[A block of data]
____________________
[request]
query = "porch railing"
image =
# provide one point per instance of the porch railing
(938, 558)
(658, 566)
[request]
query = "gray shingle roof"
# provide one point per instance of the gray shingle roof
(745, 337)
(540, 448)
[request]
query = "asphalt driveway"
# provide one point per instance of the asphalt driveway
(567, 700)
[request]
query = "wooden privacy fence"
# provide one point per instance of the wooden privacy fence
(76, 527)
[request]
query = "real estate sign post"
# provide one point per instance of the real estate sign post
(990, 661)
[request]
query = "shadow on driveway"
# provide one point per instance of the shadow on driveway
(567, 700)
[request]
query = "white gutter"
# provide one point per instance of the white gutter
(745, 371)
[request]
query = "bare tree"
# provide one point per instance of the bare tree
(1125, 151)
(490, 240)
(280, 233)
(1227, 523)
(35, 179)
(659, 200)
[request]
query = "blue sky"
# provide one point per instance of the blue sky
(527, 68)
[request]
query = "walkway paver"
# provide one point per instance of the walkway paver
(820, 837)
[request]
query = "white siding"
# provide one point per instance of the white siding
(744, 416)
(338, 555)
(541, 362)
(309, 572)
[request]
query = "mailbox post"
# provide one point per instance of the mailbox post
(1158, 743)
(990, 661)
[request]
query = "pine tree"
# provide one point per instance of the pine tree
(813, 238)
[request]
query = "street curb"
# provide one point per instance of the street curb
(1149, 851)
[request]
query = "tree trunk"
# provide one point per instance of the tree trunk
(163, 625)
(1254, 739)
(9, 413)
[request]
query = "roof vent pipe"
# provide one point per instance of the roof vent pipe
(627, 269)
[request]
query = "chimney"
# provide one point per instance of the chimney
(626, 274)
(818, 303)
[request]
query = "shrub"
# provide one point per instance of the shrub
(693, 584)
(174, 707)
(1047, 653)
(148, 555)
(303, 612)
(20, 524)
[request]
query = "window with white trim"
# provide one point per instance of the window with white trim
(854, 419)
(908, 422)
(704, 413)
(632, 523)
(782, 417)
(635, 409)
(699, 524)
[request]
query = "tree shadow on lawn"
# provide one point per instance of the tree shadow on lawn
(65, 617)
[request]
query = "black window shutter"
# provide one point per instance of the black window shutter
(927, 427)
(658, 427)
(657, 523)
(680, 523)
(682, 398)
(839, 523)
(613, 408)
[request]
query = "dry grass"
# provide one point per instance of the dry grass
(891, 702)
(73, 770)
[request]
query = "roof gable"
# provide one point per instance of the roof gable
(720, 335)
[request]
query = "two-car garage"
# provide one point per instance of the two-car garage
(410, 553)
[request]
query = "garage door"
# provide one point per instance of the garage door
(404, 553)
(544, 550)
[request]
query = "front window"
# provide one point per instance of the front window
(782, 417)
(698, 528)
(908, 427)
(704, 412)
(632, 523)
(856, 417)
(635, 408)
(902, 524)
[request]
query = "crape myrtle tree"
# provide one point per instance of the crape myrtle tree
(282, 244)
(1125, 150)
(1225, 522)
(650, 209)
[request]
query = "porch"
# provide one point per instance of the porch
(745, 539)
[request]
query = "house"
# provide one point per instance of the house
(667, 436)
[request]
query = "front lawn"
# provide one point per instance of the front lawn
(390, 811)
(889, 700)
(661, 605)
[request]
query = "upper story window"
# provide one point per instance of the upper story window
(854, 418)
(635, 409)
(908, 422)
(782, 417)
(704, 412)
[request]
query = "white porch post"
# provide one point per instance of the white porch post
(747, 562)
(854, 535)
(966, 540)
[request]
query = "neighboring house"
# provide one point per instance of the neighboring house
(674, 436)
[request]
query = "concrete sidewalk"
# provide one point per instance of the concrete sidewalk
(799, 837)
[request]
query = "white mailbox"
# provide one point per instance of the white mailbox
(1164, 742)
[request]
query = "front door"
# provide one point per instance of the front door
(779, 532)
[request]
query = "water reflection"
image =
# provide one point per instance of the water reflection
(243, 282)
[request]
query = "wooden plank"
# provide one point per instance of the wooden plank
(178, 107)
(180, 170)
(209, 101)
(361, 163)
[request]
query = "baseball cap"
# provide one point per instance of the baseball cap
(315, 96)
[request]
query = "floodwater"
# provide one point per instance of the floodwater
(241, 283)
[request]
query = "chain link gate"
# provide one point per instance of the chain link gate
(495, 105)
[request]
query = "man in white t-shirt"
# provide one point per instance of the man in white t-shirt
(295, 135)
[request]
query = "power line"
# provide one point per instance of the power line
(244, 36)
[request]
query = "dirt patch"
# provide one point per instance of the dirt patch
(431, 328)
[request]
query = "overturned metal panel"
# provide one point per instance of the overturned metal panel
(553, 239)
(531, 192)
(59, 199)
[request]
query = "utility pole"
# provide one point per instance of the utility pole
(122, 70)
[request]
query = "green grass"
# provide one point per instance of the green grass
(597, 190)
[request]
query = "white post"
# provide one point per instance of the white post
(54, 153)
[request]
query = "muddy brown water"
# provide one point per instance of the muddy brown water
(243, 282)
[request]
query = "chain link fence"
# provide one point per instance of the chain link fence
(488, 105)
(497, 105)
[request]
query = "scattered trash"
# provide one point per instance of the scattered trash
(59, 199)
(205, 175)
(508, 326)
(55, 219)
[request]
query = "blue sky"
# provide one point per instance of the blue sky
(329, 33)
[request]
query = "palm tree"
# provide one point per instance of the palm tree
____________________
▶ **Goal**:
Repeat every entry exactly, please.

▶ **Solution below**:
[request]
query = "porch railing"
image =
# provide one point per instance of the porch railing
(938, 558)
(658, 566)
[request]
query = "gray shingle roof"
# provide one point per instance of the gray shingle roof
(745, 337)
(540, 448)
[request]
query = "asphalt driveway"
# provide one point per instance of the asphalt driveway
(567, 700)
[request]
query = "wooden privacy fence"
# provide one point per instance of the wooden privacy fence
(76, 527)
[request]
query = "real estate sign post"
# provide one point per instance of the real estate sign post
(990, 661)
[request]
query = "shadow on driveway"
# provide one point per instance of the shadow on driveway
(567, 700)
[request]
query = "white gutter"
# provide one point per instance of the white gutter
(745, 371)
[request]
query = "bare tree"
# provide one point per instance of the bare tree
(1125, 151)
(490, 240)
(280, 233)
(1227, 523)
(35, 179)
(659, 200)
[request]
query = "blue sky"
# provide one point per instance of the blue sky
(527, 68)
[request]
query = "walkway paver"
# provide one point per instance of the walkway paver
(820, 837)
[request]
query = "white siding"
# provide one point per instance of the white siding
(744, 416)
(338, 555)
(541, 362)
(309, 572)
[request]
query = "mailbox post"
# provide one point per instance of the mailbox post
(1158, 743)
(990, 661)
[request]
query = "pine tree"
# provide one point per instance of the pine tree
(813, 238)
[request]
query = "street curb"
# provide one point per instance of the street curb
(1149, 851)
[request]
query = "tree trunk"
# provide one point per instance of the tree trunk
(163, 625)
(1254, 739)
(9, 413)
[request]
query = "roof vent pipe"
# provide one point per instance of the roof vent pipe
(627, 269)
[request]
query = "chimney"
# provide one point per instance of the chimney
(626, 274)
(818, 303)
[request]
query = "shrub"
# provide one point per instance of the shrub
(693, 584)
(174, 707)
(1047, 653)
(148, 555)
(303, 612)
(20, 524)
[request]
query = "window with white trim"
# provide one point per instance of the window with white trim
(854, 419)
(908, 422)
(704, 413)
(632, 523)
(782, 417)
(635, 409)
(699, 524)
[request]
query = "tree shadow on lawn"
# provide one point per instance of the tree shadow on lawn
(65, 617)
[request]
query = "black window shutter"
# provide one point per instance of the black window shutter
(927, 427)
(658, 427)
(657, 523)
(680, 523)
(682, 398)
(839, 523)
(613, 408)
[request]
query = "dry grass"
# provide one point per instance of the dry grass
(891, 702)
(73, 770)
[request]
query = "roof gable"
# provide one point per instance of the roof gable
(720, 335)
[request]
query = "two-car garage"
# provide one point per instance of the two-car garage
(410, 553)
[request]
query = "garage door"
# provide one point per instance of the garage door
(404, 553)
(544, 550)
[request]
query = "front window"
# provide one point per instance of the front window
(782, 417)
(698, 528)
(908, 427)
(704, 412)
(632, 523)
(856, 417)
(635, 408)
(902, 524)
[request]
query = "crape myrtle tree"
# provide one point per instance of the crape myrtle tree
(282, 244)
(1125, 150)
(1225, 522)
(650, 209)
[request]
query = "porch"
# provide one point per instance of the porch
(745, 539)
[request]
query = "house"
# provide one point per instance of the house
(667, 436)
[request]
query = "front lawn"
# provide one point per instance of the front lawn
(390, 811)
(889, 700)
(661, 605)
[request]
query = "upper story window"
# provide one point per instance of the upper story window
(854, 418)
(635, 409)
(908, 422)
(782, 417)
(704, 412)
[request]
query = "white porch post"
# provide one point per instance of the white porch post
(747, 562)
(854, 535)
(966, 540)
[request]
query = "neighboring house"
# provide one point per instance of the neighboring house
(674, 436)
[request]
query = "concrete sidewalk"
# provide one point per instance of the concrete sidewalk
(799, 837)
[request]
query = "white mailbox"
# provide one point per instance of the white mailbox
(1164, 742)
[request]
query = "front door"
# provide one point per instance of the front door
(779, 532)
[request]
query = "water reflection"
image =
# provide one point per instance of the water reflection
(243, 282)
[request]
query = "wooden plank"
# provide one point per instance of the wooden plank
(178, 107)
(180, 170)
(209, 101)
(361, 163)
[request]
query = "baseball cap"
# provide one point per instance of the baseball cap
(315, 96)
[request]
query = "floodwater"
# provide one point per instance of the floodwater
(241, 283)
[request]
query = "chain link gate"
# provide one point per instance of the chain link gate
(495, 105)
[request]
query = "man in white t-shirt"
# provide one point per instance of the man in white t-shirt
(295, 135)
[request]
query = "power line"
# provide one point per instance of the power line
(244, 36)
[request]
query = "dirt patch"
# provide one point per instance of the dirt patch
(431, 328)
[request]
query = "overturned metal panel"
# provide one point per instance of the overturned metal panel
(553, 239)
(531, 192)
(59, 199)
[request]
query = "utility pole"
# provide one point per instance of the utility pole
(122, 70)
[request]
query = "green grass"
# provide one point per instance of the green grass
(597, 190)
[request]
query = "white post"
# provide one point per instance of the white post
(54, 153)
[request]
query = "muddy brown water"
# provide one point per instance of the muddy brown water
(243, 282)
[request]
query = "chain link fence"
# provide one point per instance of the chain link fence
(488, 105)
(497, 105)
[request]
query = "scattered trash"
# provide one point per instance of the scattered trash
(59, 199)
(205, 175)
(508, 326)
(55, 219)
[request]
query = "blue sky"
# provide one point per instance of the blue sky
(329, 33)
[request]
query = "palm tree"
# provide one point per instance of the palm tree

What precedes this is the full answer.